◆ WHAT NEEDS TO BE DONE: Beginning with the line containing "Target: blue object on counter" and continuing through the final one of the lines below, reproduce each line, requests included, with every coordinate in the answers multiplied by 1.45 and rounded to a whole number, halves rounded up. Leave the pictures out.

* * * * * * * * *

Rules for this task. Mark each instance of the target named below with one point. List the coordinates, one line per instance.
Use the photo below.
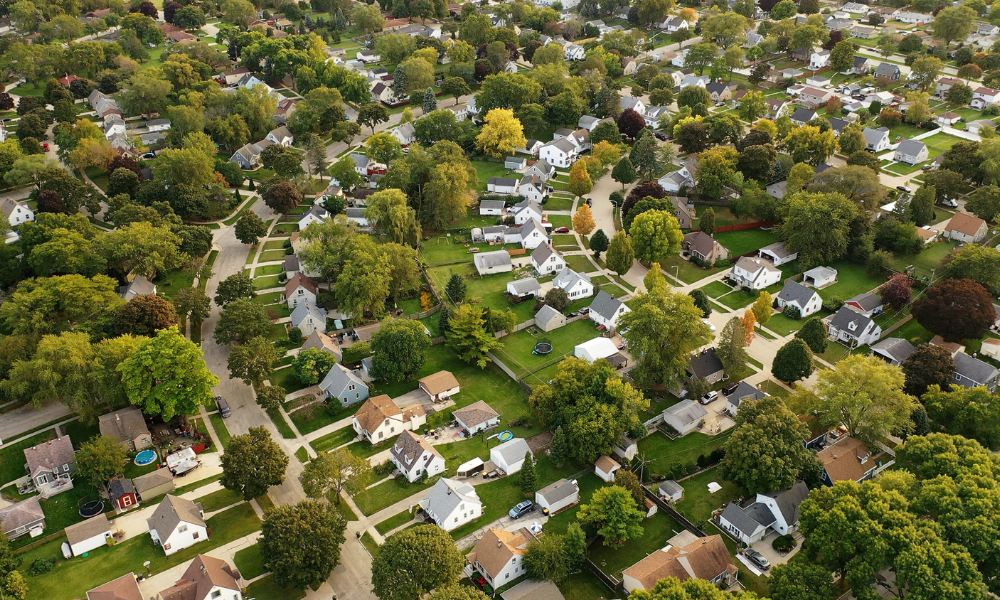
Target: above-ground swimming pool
(145, 457)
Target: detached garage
(88, 535)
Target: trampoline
(542, 348)
(91, 508)
(145, 457)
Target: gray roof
(789, 500)
(706, 363)
(974, 369)
(338, 378)
(687, 412)
(796, 292)
(546, 314)
(898, 348)
(560, 490)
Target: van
(223, 407)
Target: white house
(414, 456)
(547, 260)
(451, 503)
(177, 524)
(853, 328)
(509, 456)
(606, 310)
(794, 294)
(558, 496)
(754, 273)
(576, 285)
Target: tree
(241, 320)
(624, 172)
(167, 375)
(253, 362)
(620, 253)
(468, 335)
(334, 472)
(955, 309)
(300, 544)
(500, 134)
(813, 333)
(101, 458)
(765, 451)
(928, 365)
(612, 514)
(236, 286)
(656, 234)
(400, 348)
(252, 463)
(250, 228)
(865, 395)
(792, 362)
(415, 561)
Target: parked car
(521, 509)
(757, 558)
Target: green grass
(71, 579)
(393, 522)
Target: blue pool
(145, 457)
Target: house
(488, 263)
(414, 456)
(51, 466)
(558, 496)
(966, 228)
(777, 253)
(126, 426)
(177, 524)
(308, 318)
(847, 459)
(704, 247)
(877, 140)
(576, 285)
(499, 555)
(706, 365)
(509, 456)
(451, 503)
(743, 391)
(491, 208)
(546, 260)
(774, 511)
(685, 416)
(867, 304)
(671, 491)
(439, 386)
(971, 372)
(139, 286)
(341, 383)
(280, 136)
(853, 328)
(606, 310)
(522, 288)
(911, 152)
(122, 494)
(300, 290)
(705, 558)
(548, 318)
(153, 484)
(17, 213)
(477, 417)
(754, 273)
(206, 578)
(123, 588)
(807, 301)
(605, 468)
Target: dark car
(521, 509)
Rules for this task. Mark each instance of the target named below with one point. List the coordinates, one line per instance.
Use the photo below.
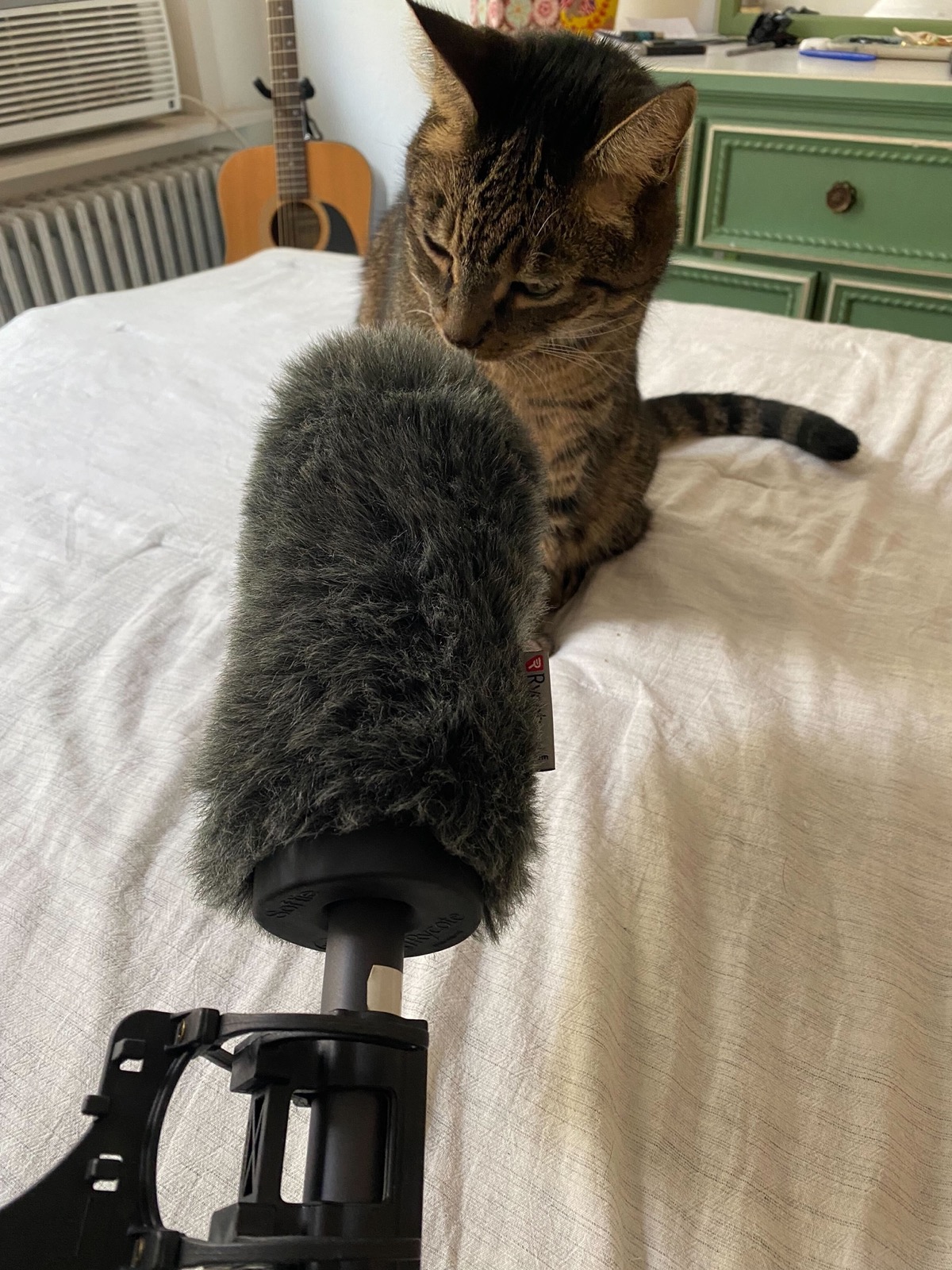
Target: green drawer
(911, 310)
(787, 292)
(765, 190)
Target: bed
(720, 1034)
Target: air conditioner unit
(83, 64)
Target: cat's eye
(536, 289)
(436, 249)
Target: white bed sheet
(720, 1034)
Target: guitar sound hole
(298, 225)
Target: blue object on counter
(838, 56)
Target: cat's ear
(644, 148)
(457, 67)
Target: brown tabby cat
(537, 219)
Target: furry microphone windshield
(390, 573)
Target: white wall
(357, 54)
(220, 48)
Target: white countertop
(787, 63)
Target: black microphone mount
(368, 899)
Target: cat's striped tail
(725, 413)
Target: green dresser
(818, 190)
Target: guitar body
(333, 216)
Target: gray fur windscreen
(389, 575)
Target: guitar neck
(286, 101)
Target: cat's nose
(465, 340)
(466, 329)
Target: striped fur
(537, 220)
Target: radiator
(125, 232)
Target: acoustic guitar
(313, 194)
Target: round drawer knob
(841, 197)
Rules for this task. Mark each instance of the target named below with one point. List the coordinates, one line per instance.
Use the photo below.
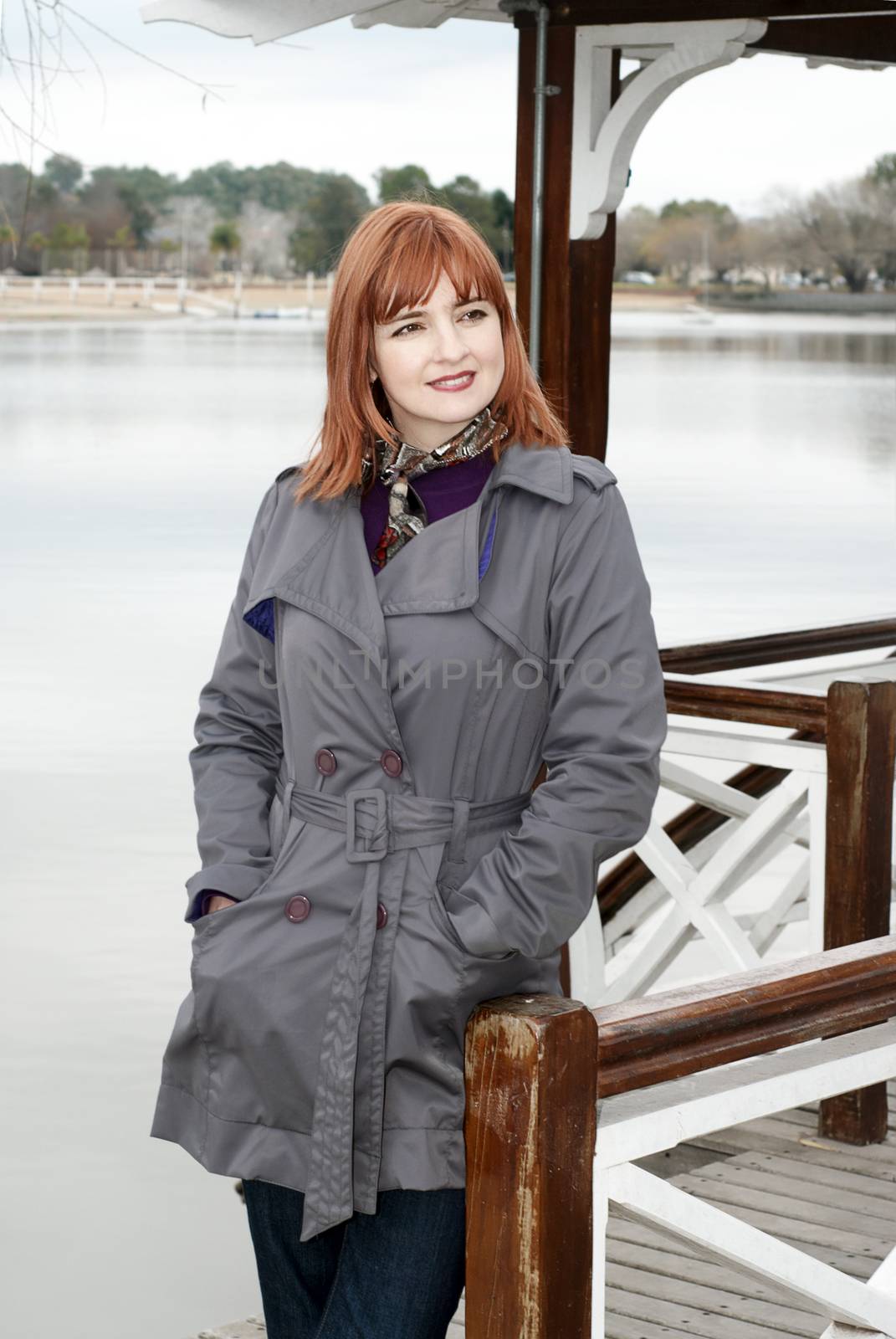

* * * * * * * * *

◆ FINISHED TASK:
Target: blue object on counter
(1215, 81)
Target: cat's ear
(934, 215)
(663, 97)
Target: brown tabby cat
(779, 318)
Target: furry microphone windshield
(566, 831)
Target: white wall
(518, 78)
(319, 70)
Target: white countertop
(1141, 91)
Target: black microphone mount
(534, 1304)
Target: cat's striped tail
(1051, 599)
Target: green dresser
(1186, 276)
Target: guitar body
(483, 313)
Target: gray fur windscreen
(564, 834)
Target: guitar neck
(415, 146)
Target: cat's nose
(674, 493)
(676, 477)
Target: striped fur
(779, 319)
Target: radiator
(181, 336)
Target: acoustic guitar
(454, 281)
Target: round drawer knob
(1219, 286)
Rules for this task. Mark each instance of the target named below with one point. List the coordinates, one line per instance.
Use the photo below.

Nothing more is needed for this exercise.